Data items
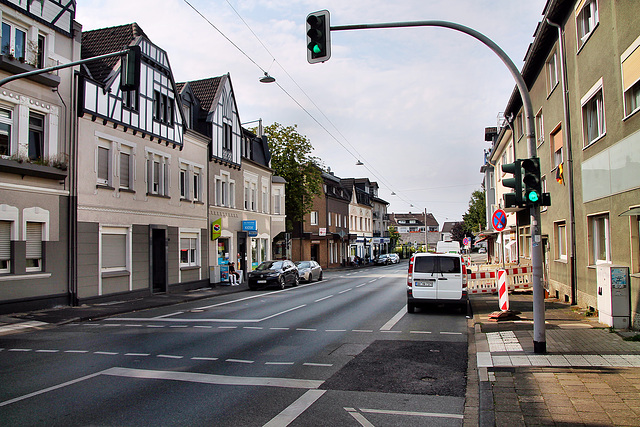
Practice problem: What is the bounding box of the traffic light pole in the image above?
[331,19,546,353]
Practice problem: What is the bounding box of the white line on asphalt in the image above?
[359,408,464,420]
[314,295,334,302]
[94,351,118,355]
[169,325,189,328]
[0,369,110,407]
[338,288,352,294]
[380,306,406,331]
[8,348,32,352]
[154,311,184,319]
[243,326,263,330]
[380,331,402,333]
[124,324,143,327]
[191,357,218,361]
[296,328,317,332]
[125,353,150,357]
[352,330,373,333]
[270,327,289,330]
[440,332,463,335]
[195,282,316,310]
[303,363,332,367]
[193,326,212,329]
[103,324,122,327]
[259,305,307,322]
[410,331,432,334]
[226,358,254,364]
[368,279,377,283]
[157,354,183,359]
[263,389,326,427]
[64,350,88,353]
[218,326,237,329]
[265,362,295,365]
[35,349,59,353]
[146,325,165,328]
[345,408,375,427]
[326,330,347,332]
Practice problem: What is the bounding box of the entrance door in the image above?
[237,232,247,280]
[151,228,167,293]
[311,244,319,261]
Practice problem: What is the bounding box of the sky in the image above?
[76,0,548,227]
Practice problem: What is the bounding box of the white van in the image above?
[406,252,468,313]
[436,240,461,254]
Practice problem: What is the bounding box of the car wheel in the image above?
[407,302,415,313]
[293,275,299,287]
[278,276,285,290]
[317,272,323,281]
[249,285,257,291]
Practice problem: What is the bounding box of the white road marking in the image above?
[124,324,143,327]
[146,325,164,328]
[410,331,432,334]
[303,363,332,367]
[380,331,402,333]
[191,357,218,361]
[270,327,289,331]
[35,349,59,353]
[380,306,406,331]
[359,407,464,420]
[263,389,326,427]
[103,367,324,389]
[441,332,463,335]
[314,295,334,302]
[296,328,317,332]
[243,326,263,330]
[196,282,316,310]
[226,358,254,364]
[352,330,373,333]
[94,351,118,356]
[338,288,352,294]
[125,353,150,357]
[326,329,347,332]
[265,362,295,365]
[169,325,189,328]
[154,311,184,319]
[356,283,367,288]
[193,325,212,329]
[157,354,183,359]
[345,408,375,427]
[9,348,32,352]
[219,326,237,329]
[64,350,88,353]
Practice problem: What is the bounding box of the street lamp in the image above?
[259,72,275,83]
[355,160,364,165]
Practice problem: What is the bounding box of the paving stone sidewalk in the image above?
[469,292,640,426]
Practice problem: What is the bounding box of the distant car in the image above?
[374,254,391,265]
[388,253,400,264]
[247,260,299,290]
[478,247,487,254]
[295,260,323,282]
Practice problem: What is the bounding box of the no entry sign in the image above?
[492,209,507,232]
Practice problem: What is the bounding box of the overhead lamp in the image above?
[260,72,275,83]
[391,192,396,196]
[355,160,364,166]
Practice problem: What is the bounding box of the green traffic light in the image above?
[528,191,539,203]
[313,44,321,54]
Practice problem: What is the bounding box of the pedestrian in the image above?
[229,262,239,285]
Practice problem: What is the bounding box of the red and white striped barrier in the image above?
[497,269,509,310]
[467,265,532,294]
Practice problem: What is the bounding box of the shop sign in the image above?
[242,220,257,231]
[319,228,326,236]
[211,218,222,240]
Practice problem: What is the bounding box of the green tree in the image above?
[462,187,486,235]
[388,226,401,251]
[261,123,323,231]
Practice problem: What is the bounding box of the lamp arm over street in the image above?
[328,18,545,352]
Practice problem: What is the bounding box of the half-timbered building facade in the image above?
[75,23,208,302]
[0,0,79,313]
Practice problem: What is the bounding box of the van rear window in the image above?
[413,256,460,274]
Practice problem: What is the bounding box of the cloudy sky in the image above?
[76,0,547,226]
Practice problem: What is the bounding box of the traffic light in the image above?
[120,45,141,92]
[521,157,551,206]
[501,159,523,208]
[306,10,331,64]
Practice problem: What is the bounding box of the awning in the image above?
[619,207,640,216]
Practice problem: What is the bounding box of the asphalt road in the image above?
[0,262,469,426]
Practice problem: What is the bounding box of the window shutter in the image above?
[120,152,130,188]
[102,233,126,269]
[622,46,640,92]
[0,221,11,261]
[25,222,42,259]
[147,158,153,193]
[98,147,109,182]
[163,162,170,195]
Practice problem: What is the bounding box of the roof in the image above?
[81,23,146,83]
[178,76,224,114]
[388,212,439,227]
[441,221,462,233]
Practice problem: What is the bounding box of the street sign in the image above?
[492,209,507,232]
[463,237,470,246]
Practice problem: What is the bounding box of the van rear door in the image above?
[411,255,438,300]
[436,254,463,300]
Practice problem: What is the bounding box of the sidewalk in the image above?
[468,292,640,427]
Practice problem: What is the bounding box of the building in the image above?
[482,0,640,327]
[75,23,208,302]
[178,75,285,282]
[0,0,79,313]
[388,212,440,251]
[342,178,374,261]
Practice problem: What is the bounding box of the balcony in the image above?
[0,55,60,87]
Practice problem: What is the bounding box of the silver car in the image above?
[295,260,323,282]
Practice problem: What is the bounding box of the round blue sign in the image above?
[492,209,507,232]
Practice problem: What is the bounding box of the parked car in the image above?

→ **Work order**
Write down all the entries exactly, but not the pictures they hold.

→ **Exercise output**
Practice problem: What is the bounding box of the traffic light pole in the image above?
[331,19,546,353]
Practice problem: What is the bounding box of the white line on asphalt in the image above?
[359,408,464,420]
[314,295,334,302]
[94,351,118,355]
[169,325,189,328]
[0,369,110,407]
[338,288,352,294]
[380,306,406,331]
[8,348,32,352]
[154,311,184,319]
[243,326,263,330]
[380,331,402,333]
[124,324,143,327]
[191,357,218,361]
[296,328,317,332]
[125,353,150,357]
[352,330,373,333]
[270,327,289,330]
[440,332,463,335]
[195,282,316,310]
[303,363,332,367]
[193,326,212,329]
[103,324,122,327]
[259,305,307,322]
[410,331,432,334]
[226,358,254,364]
[368,279,377,283]
[157,354,183,359]
[263,389,326,427]
[64,350,88,353]
[218,326,237,329]
[265,362,295,365]
[35,349,59,353]
[146,325,165,328]
[345,408,375,427]
[326,330,347,332]
Practice problem: What is the bounding box of the entrance door in the image above?
[237,232,247,280]
[151,228,167,293]
[311,244,319,261]
Practice problem: What is the bounding box of the sky in the image above?
[76,0,548,227]
Practice problem: What is the bounding box of the white van in the image above?
[406,252,468,313]
[436,240,461,254]
Practice problem: What is the bounding box of the car wheel in the image above?
[407,302,415,313]
[293,275,299,287]
[278,276,285,290]
[317,272,323,281]
[249,285,257,291]
Practice problem: What is the bounding box of the white road marking in the image above?
[124,324,143,327]
[146,325,164,328]
[410,331,432,334]
[303,363,332,367]
[380,331,402,333]
[191,357,218,361]
[270,327,289,331]
[35,349,59,353]
[380,306,406,331]
[359,407,464,420]
[263,389,326,427]
[103,367,324,389]
[441,332,463,335]
[314,295,334,302]
[296,328,317,332]
[243,326,263,330]
[196,282,316,310]
[226,358,254,364]
[352,330,373,333]
[94,351,118,356]
[338,288,352,294]
[125,353,150,357]
[326,329,347,332]
[265,362,295,365]
[169,325,189,328]
[154,311,184,319]
[356,283,367,288]
[193,325,212,329]
[157,354,183,359]
[345,408,375,427]
[9,348,32,352]
[219,326,237,329]
[64,350,88,353]
Practice problem: What is the bounding box of the street lamp in the image above?
[259,72,275,83]
[355,160,364,165]
Practice problem: What is the bounding box of the paving stone sidewalk in the image above?
[469,292,640,426]
Practice problem: What is the bounding box of the distant car in the image above?
[374,254,391,265]
[388,253,400,264]
[247,260,299,290]
[478,247,487,254]
[295,260,323,282]
Practice problem: What is the bounding box of the no entry sign in the image above?
[492,209,507,232]
Practice problem: What is the bounding box of the overhead lamp in the image above?
[260,72,275,83]
[391,192,396,196]
[355,160,364,166]
Practice problem: What is the bounding box of the green traffic light in the image above?
[528,191,539,203]
[313,44,321,54]
Practice problem: What is the bounding box of the pedestrian in the image above?
[229,262,239,285]
Practice problem: What is the bounding box of the red and white striped barrier in the image above?
[497,269,509,310]
[467,265,532,294]
Practice problem: What is the bounding box of the shop sign in the image above?
[242,220,257,231]
[319,228,326,236]
[211,218,222,240]
Practice problem: What is the bounding box of the green tree in the image above?
[462,187,486,235]
[388,226,401,251]
[261,123,323,231]
Practice problem: What is the bounding box of the lamp arm over street in the image above?
[328,18,545,352]
Practice problem: What is the bounding box of the half-timbered building facade in the image above?
[75,23,208,302]
[0,0,79,313]
Practice problem: What is the bounding box of the van rear window in the image above?
[413,256,460,274]
Practice problem: What is the bounding box of the cloudy sky in the image above?
[76,0,547,226]
Practice problem: What is the bounding box of the traffic light in the image above?
[120,45,141,92]
[521,157,551,206]
[501,159,523,208]
[306,10,331,64]
Practice problem: What is the bounding box of the awning in the image above?
[619,207,640,216]
Practice problem: What is the bounding box of the asphalt road in the image above?
[0,262,469,426]
Practice problem: What is the bounding box of the window shutter in the image above?
[120,152,130,188]
[102,233,126,269]
[622,46,640,92]
[0,221,11,261]
[25,222,42,259]
[147,158,153,193]
[98,147,109,182]
[163,162,170,195]
Practice problem: What is the bounding box of the roof in the image above?
[81,23,146,83]
[178,76,224,114]
[388,212,439,227]
[441,221,462,233]
Practice problem: What is the bounding box of the street sign in the image above?
[492,209,507,232]
[463,237,470,246]
Practice problem: What is the bounding box of the van rear door in the image above?
[411,255,438,300]
[436,254,463,300]
Practice problem: What is the bounding box of the sidewalk in the image above?
[468,292,640,427]
Practice problem: What is the bounding box of the building in the image above?
[482,0,640,327]
[75,23,208,302]
[178,75,285,282]
[0,0,79,313]
[388,212,440,251]
[342,178,374,261]
Practice problem: What is the bounding box of the balcony in the image above?
[0,55,60,87]
Practice problem: What is the bounding box of the silver car in the image above?
[295,260,323,282]
Practice problem: What is the bounding box of the round blue sign in the image above?
[492,209,507,232]
Practice problem: What is the bounding box of the parked car in the image above?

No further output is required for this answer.